Begin The records

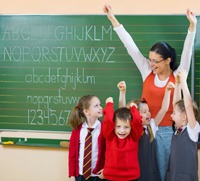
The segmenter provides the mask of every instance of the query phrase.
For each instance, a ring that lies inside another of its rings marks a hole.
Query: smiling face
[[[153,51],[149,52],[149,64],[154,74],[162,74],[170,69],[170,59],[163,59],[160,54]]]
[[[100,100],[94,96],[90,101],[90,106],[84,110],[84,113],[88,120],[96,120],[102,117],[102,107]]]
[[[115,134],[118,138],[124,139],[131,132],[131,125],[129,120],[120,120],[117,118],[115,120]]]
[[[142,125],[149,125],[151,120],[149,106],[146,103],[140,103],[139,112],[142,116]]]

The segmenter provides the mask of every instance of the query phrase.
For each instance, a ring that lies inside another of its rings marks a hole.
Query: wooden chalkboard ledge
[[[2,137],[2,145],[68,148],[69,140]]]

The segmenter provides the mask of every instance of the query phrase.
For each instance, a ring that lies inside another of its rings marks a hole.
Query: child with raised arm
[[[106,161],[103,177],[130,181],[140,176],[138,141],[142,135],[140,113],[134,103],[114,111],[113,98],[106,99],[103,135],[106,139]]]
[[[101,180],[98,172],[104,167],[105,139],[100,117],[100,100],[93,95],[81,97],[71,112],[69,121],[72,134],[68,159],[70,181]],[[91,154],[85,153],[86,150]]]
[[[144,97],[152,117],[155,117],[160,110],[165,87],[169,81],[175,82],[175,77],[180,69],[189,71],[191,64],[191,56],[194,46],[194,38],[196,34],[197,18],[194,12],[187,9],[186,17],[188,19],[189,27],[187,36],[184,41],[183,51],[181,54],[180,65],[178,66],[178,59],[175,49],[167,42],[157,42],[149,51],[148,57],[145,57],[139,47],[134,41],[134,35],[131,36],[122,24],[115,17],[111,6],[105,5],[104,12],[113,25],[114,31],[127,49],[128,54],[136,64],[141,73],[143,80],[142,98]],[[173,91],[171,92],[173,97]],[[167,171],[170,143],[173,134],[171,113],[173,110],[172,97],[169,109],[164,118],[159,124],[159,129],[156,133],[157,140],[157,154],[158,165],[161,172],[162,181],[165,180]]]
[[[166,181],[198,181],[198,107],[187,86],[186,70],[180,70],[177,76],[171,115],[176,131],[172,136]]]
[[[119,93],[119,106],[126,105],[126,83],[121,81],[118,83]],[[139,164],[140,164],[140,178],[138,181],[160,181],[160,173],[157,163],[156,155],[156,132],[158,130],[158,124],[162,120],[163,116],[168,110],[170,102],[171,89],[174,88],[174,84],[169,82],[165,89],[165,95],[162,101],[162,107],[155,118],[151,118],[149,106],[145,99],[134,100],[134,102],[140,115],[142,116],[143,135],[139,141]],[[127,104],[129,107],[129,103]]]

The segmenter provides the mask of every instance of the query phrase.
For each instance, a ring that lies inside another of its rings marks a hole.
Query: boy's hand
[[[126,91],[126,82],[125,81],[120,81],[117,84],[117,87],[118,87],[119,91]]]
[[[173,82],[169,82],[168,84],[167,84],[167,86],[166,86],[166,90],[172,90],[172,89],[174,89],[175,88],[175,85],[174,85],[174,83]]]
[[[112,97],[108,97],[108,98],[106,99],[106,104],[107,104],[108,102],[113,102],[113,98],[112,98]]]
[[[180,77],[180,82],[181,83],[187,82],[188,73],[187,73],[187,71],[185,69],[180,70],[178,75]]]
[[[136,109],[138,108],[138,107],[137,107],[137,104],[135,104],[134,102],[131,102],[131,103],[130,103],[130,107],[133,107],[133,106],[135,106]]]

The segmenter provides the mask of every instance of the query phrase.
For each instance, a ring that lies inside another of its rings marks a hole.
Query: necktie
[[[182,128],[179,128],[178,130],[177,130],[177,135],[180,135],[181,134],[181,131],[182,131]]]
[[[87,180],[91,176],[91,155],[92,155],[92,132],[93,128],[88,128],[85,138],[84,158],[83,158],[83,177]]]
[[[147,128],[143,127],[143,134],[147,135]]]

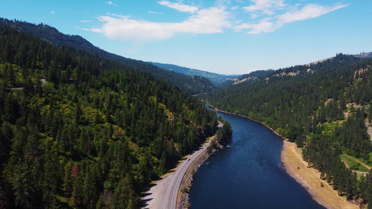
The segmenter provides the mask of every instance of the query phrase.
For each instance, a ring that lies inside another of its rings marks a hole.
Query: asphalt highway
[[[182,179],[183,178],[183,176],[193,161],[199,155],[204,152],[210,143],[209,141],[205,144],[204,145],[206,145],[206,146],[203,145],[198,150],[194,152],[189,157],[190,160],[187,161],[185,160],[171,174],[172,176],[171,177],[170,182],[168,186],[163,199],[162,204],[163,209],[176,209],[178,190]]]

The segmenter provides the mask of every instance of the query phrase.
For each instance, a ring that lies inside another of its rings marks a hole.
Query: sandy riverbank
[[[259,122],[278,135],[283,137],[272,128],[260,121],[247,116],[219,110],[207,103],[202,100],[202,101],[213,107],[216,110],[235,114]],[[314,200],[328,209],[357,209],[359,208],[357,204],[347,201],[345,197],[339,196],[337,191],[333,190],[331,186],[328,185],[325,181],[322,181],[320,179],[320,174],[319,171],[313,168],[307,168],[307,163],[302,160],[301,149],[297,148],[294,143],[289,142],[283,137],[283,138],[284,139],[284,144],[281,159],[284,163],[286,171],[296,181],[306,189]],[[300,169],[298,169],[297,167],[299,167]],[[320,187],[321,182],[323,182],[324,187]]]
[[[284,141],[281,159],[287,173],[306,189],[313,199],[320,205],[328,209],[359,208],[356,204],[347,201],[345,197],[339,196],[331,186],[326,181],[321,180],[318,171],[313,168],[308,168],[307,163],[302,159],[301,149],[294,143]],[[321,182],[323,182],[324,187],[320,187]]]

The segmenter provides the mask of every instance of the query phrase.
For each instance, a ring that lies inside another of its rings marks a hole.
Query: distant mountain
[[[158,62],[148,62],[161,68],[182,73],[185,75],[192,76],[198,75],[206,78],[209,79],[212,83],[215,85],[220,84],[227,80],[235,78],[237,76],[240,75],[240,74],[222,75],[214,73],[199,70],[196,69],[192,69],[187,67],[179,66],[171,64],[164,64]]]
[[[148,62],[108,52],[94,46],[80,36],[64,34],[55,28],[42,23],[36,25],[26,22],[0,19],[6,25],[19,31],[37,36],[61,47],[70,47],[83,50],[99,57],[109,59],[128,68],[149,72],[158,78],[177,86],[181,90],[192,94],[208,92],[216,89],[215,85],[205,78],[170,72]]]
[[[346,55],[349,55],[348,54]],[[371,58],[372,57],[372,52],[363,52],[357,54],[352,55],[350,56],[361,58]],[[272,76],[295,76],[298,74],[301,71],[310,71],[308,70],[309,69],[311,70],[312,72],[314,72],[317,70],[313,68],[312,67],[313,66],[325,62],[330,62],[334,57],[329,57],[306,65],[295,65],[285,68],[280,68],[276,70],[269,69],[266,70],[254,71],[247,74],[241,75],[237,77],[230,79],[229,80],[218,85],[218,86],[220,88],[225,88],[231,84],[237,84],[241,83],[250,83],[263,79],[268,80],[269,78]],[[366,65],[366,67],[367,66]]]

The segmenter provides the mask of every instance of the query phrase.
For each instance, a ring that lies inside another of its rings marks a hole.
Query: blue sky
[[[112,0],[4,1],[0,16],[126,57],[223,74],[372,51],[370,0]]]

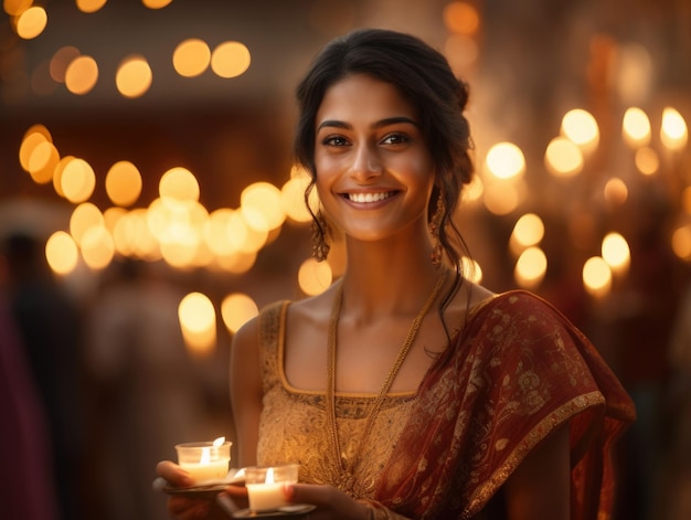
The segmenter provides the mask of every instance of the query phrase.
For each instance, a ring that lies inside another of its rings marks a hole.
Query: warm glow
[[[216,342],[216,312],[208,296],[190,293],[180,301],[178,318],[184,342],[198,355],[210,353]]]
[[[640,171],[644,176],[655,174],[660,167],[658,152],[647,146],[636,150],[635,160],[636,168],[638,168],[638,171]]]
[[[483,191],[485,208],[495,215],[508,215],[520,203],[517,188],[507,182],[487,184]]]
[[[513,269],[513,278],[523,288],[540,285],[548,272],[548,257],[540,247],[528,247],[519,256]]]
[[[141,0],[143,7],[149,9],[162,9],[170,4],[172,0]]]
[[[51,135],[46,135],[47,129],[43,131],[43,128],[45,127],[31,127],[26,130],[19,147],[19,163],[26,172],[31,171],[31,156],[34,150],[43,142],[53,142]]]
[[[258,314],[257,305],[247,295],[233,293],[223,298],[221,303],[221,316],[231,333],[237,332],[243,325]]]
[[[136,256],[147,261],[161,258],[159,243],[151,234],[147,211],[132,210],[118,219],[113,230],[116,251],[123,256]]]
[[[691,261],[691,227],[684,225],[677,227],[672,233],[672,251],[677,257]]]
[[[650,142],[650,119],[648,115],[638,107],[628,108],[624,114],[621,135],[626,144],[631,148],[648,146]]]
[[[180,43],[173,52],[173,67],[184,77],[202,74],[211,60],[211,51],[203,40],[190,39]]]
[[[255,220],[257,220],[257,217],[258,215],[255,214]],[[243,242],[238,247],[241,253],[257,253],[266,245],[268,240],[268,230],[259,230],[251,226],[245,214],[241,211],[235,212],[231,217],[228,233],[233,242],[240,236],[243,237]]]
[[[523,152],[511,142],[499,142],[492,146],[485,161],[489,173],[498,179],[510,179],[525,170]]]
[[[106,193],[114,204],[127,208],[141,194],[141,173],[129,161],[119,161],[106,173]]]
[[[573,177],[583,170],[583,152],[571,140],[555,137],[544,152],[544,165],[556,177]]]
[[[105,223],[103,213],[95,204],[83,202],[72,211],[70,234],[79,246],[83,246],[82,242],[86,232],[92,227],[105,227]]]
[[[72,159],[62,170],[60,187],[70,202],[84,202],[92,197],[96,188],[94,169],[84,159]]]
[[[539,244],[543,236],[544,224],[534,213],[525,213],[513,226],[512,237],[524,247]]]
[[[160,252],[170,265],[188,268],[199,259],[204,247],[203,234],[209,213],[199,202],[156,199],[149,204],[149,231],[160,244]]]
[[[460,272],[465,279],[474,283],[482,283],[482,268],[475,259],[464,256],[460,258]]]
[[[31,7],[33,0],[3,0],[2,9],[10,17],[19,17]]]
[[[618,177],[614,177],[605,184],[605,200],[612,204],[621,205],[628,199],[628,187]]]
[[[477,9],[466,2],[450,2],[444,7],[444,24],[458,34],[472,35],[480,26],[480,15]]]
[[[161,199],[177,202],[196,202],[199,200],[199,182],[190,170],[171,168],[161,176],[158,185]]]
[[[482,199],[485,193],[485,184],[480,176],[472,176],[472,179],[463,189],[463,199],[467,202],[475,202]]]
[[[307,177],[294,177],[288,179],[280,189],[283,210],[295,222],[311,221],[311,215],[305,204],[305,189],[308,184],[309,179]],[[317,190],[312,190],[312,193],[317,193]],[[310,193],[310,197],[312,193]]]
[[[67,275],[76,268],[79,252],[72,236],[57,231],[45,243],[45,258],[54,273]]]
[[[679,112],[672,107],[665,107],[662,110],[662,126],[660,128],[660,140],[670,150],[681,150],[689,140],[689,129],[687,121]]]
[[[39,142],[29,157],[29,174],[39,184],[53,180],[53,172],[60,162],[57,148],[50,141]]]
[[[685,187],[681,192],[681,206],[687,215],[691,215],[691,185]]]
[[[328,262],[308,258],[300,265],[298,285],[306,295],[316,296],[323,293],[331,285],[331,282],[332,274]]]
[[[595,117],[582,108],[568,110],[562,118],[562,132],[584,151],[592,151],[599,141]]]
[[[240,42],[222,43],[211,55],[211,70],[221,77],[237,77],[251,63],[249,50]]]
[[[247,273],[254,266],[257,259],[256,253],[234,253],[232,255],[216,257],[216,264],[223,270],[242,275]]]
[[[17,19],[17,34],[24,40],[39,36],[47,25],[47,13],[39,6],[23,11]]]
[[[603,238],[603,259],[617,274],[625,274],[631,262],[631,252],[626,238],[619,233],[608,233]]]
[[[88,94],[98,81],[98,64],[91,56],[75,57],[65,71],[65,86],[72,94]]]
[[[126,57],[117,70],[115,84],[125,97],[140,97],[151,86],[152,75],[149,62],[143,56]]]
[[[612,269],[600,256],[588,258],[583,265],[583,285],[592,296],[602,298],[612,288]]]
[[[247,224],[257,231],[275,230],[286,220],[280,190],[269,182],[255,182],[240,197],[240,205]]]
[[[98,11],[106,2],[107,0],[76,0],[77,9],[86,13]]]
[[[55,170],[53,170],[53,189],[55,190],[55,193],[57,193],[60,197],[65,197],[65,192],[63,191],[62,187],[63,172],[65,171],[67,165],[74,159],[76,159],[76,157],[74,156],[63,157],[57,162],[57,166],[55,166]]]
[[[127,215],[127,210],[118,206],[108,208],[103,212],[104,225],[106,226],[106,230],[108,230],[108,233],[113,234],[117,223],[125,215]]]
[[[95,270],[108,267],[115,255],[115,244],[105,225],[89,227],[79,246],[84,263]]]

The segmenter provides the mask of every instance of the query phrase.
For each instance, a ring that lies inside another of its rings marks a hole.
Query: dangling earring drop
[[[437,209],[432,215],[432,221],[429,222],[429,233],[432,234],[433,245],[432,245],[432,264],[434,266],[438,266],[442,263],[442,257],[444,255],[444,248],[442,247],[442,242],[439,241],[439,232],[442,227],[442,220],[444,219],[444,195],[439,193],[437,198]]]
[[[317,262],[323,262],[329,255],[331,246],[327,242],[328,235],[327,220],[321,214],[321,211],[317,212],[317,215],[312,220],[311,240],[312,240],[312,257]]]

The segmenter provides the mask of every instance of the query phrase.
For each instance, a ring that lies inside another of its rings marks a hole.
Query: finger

End The records

Give the lines starting at the beginning of the entries and ending at the line that contains "[[[2,137],[2,145],[68,148],[69,140]]]" as a numbered list, including both ends. Leave out blank lines and the pictures.

> _Exercise output_
1. The segmenter provides the mask of every instance of the query phrase.
2. For each instance, a ring that lies inside another of its rings marks a hole.
3. Query: smiling face
4. [[[153,51],[149,52],[149,64],[154,74],[162,74],[170,69],[170,59],[163,59],[160,54]]]
5. [[[100,100],[94,96],[90,101],[90,106],[84,110],[84,113],[88,120],[96,120],[102,117],[102,107]]]
6. [[[115,134],[118,138],[124,139],[131,132],[131,125],[129,120],[120,120],[117,118],[115,120]]]
7. [[[142,125],[149,125],[151,120],[149,106],[146,103],[140,103],[139,112],[142,116]]]
8. The segmenter provides the mask of every instance of the query phrase.
9. For each instance, a ring that lies inside another of its rings marks a hole.
10. Query: wooden chalkboard ledge
11. [[[2,137],[2,145],[68,148],[69,140]]]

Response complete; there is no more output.